Required work =
**A.** Copy the passage on the PopART trial from "Group 2 received" up to and including "of CD4 count.".
**B.** Using the passage on the PopART trial, answer yes or no to whether each statement agrees with it, and quote the words that decide each answer: (i) Group 3 received visits from the door-to-door outreach workers. (ii) The random sample drawn from the study population numbered 48,300 individuals aged 18 to 44. (iii) In 2014 the nations raised the CD4 threshold for starting ARV treatment to 500.

Page text =

========================

Group 2 received all that was provided to Group 1, except those who tested positive were offered treatment according to national guidelines. At the outset of the trial, both Zambia and South Africa’s national guidelines stipulated starting ARV treatment when CD4s dropped to 350 or below. The nations raised this threshold to 500 in 2014 and then in 2016 recommended universal treatment for HIV regardless of CD4 count.
Group 3 was the control group and received the local standard for HIV prevention and testing services as well as national-guidelines-driven ARV treatment for those with the virus. This meant that they did not receive visits from the door-to-door outreach workers.
Seeking to determine how the PopART interventions impacted viral suppression and HIV diagnosis rates, the study authors recruited a random sample of 48,300 individuals from the study population between ages 18 and 44 years old. This broke down to about 2,300 individuals in each of the communities studied. These individuals received visits from study investigators upon their entry into PopART and then again annually for three years. At these visits, the participants responded to surveys and received blood testing, including HIV testing.

========================

Supplied material =
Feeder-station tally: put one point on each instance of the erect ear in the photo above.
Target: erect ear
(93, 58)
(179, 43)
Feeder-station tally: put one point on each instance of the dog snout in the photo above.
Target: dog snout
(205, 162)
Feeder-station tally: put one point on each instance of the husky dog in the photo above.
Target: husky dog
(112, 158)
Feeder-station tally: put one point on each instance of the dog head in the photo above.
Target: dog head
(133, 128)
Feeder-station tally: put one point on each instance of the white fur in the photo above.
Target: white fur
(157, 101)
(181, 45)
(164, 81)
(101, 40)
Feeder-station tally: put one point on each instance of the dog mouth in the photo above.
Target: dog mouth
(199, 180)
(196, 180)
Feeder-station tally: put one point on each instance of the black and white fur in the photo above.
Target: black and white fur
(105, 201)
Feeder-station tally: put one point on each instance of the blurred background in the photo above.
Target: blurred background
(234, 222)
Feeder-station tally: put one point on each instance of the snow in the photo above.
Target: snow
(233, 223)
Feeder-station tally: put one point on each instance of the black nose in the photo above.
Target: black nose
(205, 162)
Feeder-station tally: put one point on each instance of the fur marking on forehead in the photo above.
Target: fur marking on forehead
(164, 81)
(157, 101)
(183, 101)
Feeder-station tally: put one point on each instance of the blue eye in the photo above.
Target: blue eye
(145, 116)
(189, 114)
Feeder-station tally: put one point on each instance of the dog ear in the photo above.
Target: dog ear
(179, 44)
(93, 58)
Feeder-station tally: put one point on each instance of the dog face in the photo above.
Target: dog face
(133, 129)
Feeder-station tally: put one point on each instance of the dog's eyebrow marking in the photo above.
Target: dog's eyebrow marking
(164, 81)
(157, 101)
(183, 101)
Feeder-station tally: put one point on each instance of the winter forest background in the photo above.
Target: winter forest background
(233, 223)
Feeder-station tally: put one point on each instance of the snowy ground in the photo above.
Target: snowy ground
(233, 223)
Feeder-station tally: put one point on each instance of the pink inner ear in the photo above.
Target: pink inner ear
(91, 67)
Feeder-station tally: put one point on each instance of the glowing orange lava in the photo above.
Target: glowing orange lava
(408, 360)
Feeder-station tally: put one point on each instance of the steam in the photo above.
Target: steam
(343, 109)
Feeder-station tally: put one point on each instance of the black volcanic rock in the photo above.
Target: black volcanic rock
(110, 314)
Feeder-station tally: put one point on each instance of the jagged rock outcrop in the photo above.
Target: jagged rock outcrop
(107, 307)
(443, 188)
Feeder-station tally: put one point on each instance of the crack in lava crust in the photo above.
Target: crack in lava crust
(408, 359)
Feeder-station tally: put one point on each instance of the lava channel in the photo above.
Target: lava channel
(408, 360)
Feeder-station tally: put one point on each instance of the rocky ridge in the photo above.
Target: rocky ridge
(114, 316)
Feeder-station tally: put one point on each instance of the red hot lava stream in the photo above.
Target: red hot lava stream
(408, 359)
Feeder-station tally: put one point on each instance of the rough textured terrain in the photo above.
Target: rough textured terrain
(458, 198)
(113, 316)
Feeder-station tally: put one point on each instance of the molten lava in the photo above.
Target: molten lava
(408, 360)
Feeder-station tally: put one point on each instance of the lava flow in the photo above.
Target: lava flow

========================

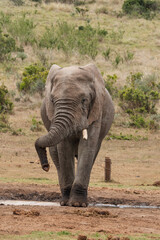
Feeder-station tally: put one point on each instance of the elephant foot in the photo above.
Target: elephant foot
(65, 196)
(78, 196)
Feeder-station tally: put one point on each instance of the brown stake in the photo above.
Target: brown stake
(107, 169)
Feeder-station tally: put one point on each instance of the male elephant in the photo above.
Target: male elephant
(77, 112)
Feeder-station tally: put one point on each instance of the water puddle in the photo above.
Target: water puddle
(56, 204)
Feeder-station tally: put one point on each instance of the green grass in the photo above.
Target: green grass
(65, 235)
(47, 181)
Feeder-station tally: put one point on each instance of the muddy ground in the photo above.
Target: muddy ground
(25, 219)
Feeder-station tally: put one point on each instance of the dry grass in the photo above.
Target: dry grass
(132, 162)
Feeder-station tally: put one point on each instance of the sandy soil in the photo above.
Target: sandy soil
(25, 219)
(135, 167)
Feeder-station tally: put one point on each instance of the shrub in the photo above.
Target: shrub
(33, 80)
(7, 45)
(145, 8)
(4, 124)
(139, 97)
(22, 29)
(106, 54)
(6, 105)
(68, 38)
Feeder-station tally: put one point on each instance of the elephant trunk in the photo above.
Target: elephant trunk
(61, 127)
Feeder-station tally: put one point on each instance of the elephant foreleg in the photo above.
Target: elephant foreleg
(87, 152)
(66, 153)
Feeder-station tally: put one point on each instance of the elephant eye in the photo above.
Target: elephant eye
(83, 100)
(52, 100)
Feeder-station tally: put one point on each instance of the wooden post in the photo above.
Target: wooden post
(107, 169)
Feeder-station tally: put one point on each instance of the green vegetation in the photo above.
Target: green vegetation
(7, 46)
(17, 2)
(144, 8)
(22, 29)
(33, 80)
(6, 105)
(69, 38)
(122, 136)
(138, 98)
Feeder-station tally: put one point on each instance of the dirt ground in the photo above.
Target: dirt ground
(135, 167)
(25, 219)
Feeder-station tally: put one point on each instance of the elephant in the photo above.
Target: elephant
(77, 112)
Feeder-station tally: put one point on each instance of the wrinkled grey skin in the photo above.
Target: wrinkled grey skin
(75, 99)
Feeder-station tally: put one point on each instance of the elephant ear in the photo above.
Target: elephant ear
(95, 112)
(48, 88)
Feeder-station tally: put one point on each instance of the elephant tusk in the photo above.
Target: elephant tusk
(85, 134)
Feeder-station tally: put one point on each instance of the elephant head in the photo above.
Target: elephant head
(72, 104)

========================

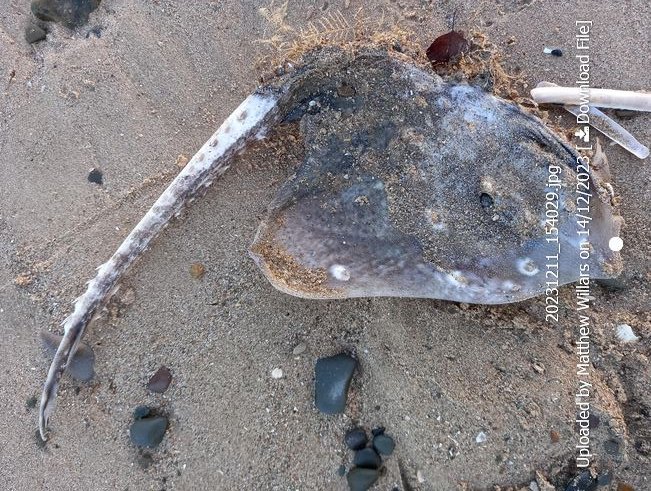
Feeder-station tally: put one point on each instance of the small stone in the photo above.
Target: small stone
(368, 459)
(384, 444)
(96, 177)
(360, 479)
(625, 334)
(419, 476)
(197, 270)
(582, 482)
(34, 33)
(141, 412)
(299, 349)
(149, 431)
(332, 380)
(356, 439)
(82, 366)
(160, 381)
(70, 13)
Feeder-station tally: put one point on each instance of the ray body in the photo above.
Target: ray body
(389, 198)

========================

Numbered responses =
**A.**
Group 2 received all that was provided to Group 1, except those who tested positive were offered treatment according to national guidelines. At the outset of the trial, both Zambia and South Africa’s national guidelines stipulated starting ARV treatment when CD4s dropped to 350 or below. The nations raised this threshold to 500 in 2014 and then in 2016 recommended universal treatment for HIV regardless of CD4 count.

**B.**
(i) No: "This meant that they did not receive visits from the door-to-door outreach workers."
(ii) Yes: "the study authors recruited a random sample of 48,300 individuals from the study population between ages 18 and 44 years old."
(iii) Yes: "The nations raised this threshold to 500 in 2014"